短い課題: アナタハン事件の文章のうち、「アナタハンの事件とはどんなもの?」で始まり「事件の舞台となったアナタハンとは??」で終わる部分を、「映画化」を「舞台化」に差し替えて書き直してもらえますか？

引用文:
▼

【女1人に32人の男】アナタハンの女王とはどんな事件だったのか?【南の孤島の5年間】

アナタハンの事件とはどんなもの?

【アナタハン(の女王)事件とは?】終戦直後の南の孤島で集団生活をしていた、女1人に男32人という中で起きた、島にいた唯一の女性をめぐって男たちによって殺し合いがありサバイバルの島と化した事件。何度が映画化され、直近では2010年の『東京島(原作・桐野夏生の小説)』がこの事件を題材にしている。アナタハンの女王とは一連の事件の中心にいた唯一の女性のことをさす。




事件の舞台となったアナタハンとは??

『アナタハンの女王事件』がおきたのは1945年〜1950年の間約5年間である。
終戦時から1950年〜51年にかけてアメリカ船による全員の救出が行われるまでの間に
この島にいた33人のうち13人が死亡したか、行方不明になった

アナタハン島

事件が起きたのはサイパンの北に100キロほど離れた
北マリアナ諸島の小さな孤島『アナタハン島』(チャモロ語: Anatåhån)

▲

提示資料:
▼

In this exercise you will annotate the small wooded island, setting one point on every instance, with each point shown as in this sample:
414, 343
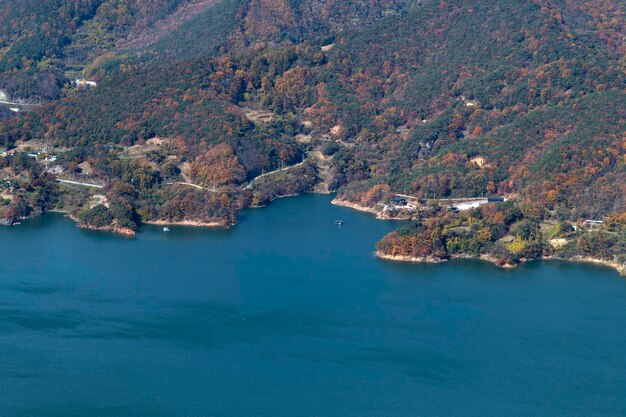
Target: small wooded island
185, 112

▲

課題の解答:
アナタハンの事件とはどんなもの?

【アナタハン(の女王)事件とは?】終戦直後の南の孤島で集団生活をしていた、女1人に男32人という中で起きた、島にいた唯一の女性をめぐって男たちによって殺し合いがありサバイバルの島と化した事件。何度が舞台化され、直近では2010年の『東京島(原作・桐野夏生の小説)』がこの事件を題材にしている。アナタハンの女王とは一連の事件の中心にいた唯一の女性のことをさす。




事件の舞台となったアナタハンとは??